:: Document ::
(begin)

We built a portable nanoparticle instrument at our university, and equipped it with both Bluetooth and USB connectivity - however, the USB just looks like a serial port for all practical purposes. We defined a communication protocol and I just implemented LabView programs for PC and Pocket PC to communicate with the instrument. The PC version can either use the Bluetooth or the USB connection, the PocketPC program can only use Bluetooth (since our PocketPCs don't have USB connectivity).
 
Naturally (?) I would like to keep things as simple as possible and not write different programs for PC-serial / PC-Bluetooth / Pocket PC. I would like to explain how I tried to solve this, and because I'm not 100% happy with my solution, my question is: "is there a better way to do this?" - and perhaps someone of NI could comment on the LV for PDA compiler issues.
 
My solution builds on a large number of common subVIs, which are not PC/PDA specific, which do all calculations etc. I also have two common subVIs called "read" and "write" which take the 3 inputs
- Bluetooth refnum
- COM port name
- boolean "use Bluetooth if true, serial if false"
 
When I use these read/write VIs on the PC, I use the boolean as case-structure-selector and use either BT or serial to read/write. On the PDA, this doesn't work, because LV for PDA does not support serial communication. So I put the serial communication part into a conditional disable structure, which disables nearly all of the serial stuff for the PDA target - the actual communication part. This still isn't good enough, because the subVIs have VISA port name selectors as inputs (and duplicate outputs). LV for PDA crashes if I use these VIs. So I changed my VISA port name selectors to normal strings, and now everything works.

(end)

:: Problem requirements ::
Render this sentence from the post about the nanoparticle instrument in Spanish: "On the PDA, this doesn't work, because LV for PDA does not support serial communication." The listing comes from an unrelated source.

:: Region annotation listing ::
(begin)

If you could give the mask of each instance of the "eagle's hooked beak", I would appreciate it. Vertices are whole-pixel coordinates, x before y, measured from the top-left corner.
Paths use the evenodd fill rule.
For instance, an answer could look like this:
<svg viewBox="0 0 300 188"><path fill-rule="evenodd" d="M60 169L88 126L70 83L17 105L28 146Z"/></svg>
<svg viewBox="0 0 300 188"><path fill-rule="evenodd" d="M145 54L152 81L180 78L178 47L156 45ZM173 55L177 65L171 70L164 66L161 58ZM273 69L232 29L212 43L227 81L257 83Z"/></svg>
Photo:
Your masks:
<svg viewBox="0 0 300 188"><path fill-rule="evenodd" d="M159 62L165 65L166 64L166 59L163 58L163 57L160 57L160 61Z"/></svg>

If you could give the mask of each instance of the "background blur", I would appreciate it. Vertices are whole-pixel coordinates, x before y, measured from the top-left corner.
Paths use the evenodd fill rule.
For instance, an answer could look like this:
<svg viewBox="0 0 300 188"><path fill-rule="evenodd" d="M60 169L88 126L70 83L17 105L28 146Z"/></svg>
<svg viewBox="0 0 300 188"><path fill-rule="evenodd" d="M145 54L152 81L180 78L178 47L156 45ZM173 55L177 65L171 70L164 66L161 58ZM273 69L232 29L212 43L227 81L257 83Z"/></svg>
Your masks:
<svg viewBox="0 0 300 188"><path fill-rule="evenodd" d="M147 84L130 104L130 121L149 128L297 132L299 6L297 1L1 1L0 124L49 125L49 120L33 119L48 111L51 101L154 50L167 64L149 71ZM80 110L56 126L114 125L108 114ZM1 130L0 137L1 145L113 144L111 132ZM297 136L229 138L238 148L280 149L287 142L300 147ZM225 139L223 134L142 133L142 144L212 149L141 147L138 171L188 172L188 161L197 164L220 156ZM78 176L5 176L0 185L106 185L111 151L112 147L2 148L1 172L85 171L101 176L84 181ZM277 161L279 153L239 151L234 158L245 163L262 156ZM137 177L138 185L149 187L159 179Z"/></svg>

(end)

:: Result for this exercise ::
En la PDA, esto no funciona, porque LV para PDA no admite la comunicación serie.